Dna2 helicase-defective cells exhibit a number of growth defects and fail to progress properly through the cell cycle, even in unperturbed conditions (39). These phenotypes are exacerbated by the deletion of YEN1, but were strongly suppressed upon introduction of the pif1-m2 allele. Thus, dna2-HD pif1-m2 and dna2-HD yen1Δ pif1-m2 cells exhibited near wild-type doubling times, viability, and cell-cycle progression at the G2/M boundary (Supplementary Figure S4B-D). The pif1-m2 allele also suppressed background DNA damage-checkpoint activation and the accumulation of G2/M-arrested cells with a large-budded morphology that characterizes dna2-HD and dna2-HD yen1Δ cultures (Supplementary Figure S4E, F). Under RS conditions, we observed that the pif1-m2 allele conferred increased RS-resistance to dna2-HD and dna2-HD yen1Δ cells (Figure 5A), which is in line with previous findings (14). However, dna2-HD pif1-m2 and, to a greater extent, dna2-HD yen1Δ pif1-m2 cells remain RS-sensitive compared to pif1-m2 and yen1Δ pif1-m2 control cells, which is revealed by colony size measurements (Supplementary Figure S4G, H). Next, we sought to clarify whether the Pif1-independent defect in RF recovery and faithful chromosome replication in Dna2-defective cells and the strong Pif1-dependent toxicity arising in these cells are connected.

_Source information_.

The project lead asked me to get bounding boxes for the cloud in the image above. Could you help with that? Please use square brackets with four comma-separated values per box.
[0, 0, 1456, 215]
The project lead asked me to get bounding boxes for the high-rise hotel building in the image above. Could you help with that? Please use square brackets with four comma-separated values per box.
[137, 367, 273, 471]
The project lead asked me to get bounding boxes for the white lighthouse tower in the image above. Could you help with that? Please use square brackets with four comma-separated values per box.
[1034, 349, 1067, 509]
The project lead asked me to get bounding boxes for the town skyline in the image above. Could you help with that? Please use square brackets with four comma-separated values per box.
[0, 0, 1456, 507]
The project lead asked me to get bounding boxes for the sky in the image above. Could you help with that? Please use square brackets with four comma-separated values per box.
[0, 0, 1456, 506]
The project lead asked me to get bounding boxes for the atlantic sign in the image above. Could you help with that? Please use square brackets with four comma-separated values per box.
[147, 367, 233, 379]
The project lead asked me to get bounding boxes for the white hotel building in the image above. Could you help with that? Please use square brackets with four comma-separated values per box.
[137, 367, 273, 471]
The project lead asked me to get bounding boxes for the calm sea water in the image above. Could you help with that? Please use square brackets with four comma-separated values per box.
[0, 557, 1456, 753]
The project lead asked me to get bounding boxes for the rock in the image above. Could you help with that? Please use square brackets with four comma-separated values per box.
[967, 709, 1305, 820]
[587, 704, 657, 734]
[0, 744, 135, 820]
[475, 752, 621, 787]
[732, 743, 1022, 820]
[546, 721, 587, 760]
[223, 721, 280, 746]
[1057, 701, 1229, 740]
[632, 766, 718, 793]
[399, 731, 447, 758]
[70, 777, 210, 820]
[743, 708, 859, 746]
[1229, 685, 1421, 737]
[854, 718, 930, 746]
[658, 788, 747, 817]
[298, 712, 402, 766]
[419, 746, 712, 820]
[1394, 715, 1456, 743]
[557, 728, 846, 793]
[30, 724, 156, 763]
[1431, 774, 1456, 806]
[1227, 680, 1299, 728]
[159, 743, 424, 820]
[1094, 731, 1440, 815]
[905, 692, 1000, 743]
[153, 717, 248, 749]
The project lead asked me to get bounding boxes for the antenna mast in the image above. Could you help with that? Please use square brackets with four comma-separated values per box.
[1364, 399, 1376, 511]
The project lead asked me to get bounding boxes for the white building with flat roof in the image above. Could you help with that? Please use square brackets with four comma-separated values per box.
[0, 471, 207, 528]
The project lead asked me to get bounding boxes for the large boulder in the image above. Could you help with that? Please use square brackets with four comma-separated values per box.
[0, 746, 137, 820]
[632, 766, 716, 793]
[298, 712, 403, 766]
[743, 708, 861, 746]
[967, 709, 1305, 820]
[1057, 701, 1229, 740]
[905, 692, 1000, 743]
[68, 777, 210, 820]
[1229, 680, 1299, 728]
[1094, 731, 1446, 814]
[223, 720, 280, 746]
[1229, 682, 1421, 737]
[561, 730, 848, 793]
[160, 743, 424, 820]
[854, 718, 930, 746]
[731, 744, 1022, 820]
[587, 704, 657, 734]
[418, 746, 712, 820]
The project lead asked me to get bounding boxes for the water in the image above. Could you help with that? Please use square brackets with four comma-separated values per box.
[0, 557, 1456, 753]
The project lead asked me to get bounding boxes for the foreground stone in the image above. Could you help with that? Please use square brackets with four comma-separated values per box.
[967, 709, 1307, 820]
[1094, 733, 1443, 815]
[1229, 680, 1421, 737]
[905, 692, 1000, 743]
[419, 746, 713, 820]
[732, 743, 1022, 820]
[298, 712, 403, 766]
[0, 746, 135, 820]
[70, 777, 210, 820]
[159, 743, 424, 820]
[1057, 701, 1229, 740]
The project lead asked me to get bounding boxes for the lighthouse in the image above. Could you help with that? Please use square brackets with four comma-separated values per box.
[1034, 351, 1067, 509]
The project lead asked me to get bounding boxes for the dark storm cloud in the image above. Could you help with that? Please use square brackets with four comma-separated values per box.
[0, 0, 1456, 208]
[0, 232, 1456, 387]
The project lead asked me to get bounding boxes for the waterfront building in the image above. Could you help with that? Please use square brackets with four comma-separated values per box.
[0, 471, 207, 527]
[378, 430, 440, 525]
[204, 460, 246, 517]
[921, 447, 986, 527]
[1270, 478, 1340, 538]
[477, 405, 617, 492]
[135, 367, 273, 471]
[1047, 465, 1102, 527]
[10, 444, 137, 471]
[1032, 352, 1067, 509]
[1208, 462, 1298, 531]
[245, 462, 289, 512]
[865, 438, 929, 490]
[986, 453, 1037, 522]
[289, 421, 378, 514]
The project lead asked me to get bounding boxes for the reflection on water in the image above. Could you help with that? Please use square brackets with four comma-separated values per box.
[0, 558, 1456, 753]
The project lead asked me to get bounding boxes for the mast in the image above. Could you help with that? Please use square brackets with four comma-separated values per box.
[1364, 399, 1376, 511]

_Exercise details_.
According to the passage on Dna2 helicase-defective cells, which allele strongly suppressed their growth and cell-cycle defects?

_Answer space_.
The pif1-m2 allele.